== TEXTABSCHNITT ==
★ ★ ★
Der Schweizer hatte etwas Lustiges und doch auch etwas zum Fürchten. Er hatte sich mehrmals in den Hegau auf eine Poststation Amphetamin zum Eigenverbrauch aus dem Internet schicken lassen, was zu seiner Hibbeligkeit passte. Als Kind wurde ihm Ritalin verpasst, und der Abstieg in die Gegenwelt des Amphetamins war vorgezeichnet. Ritalin als Einstiegsdroge ist nichts Neues.
Bis zum Prozessbeginn saß er wegen Fluchtgefahr in Untersuchungshaft, er würde, weil geständig, freikommen. Seinem viereckigen Kopf rutschte während der Verhandlung immer wieder das Kinn auf die Brust. Das Gericht sah er nie direkt an. Er trug einen weißen handgestrickten Pullover mit einem Zopfmuster und wirkte wie ein Bergführer, der sich tief verlaufen hatte.
Das Schöffengericht hatte eigentlich keinen großen Fall vor sich, es sind Jahrzehnte seitdem vergangen, nur durch die Aussage des Polizisten aus Nordrhein-Westfalen, der die Drogen auf dem Postweg abgefangen hatte, leuchtete in dieser Sache toxisch die Zukunft auf. Damals war es noch nicht in unserem Bewusstsein verankert, dass Drogen im großen Stil per Anzeige im Netz verkauft und das Internet auch für Drogen die größte Ladentheke der Welt werden würde.
Eine niederländische Bande hatte in Deutschland Wohnungen angemietet und sich Firmenlogos drucken lassen, von dort bedienten sie die Bestellungen, die aus dem jungen Darknet abgesandt worden waren. Die Adressen der Käufer waren fein säuberlich in Namenslisten mit Adresse aufgelistet, sodass die Polizei nach der Hausdurchsuchung die einzelnen Fälle wie aus dem Telefonbuch abarbeiten konnte.
So ging auch der Schweizer ins Netz. Beim Lesen der Akte war der Verdacht offensichtlich, dass diese Preisgabe der Kunden ein Schachzug der Händler war. Sie hinterließen so viele rasche und präzise Informationen und Spuren über Dritte, dass sich die Fahndung nach ihnen selbst nach hinten verschob.
★ ★ ★
== BEREITGESTELLTES MATERIAL ==

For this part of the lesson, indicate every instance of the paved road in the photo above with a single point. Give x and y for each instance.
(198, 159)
★ ★ ★
== ERFORDERLICHE ARBEITEN ==
a. Was trug der Schweizer laut dem Textabschnitt über den Drogenprozess während der Verhandlung?
b. Bitte knüpfe an den letzten Satz des Textabschnitts über den Drogenprozess an und schreibe ihn weiter.
Das Material stammt aus einer anderen Quelle als der Textabschnitt.

== ANTWORTEN JE AUFGABE ==
a. Einen weißen handgestrickten Pullover mit einem Zopfmuster.

b.
25 000 Euro allein fürs Porto
Die Bande verbrauchte im Monat 25.000 Euro an Porto, die Drogen zu versenden, meist Amphetamin, zu einem Preis, der auf dem Markt unschlagbar war. Die Verkäufer in der angemieteten Wohnung waren sämtlich aus Afrika stammende Migranten, die in den Niederlanden gemeldet waren.
Die Bande hatte sie eingesetzt, die Ware zu versenden, also in einen Umschlag zu stecken, zur Post zu tragen, das Geld von den Konten abzuräumen und an Unbekannte weiterzugeben. Bitcoins waren noch nicht in Mode.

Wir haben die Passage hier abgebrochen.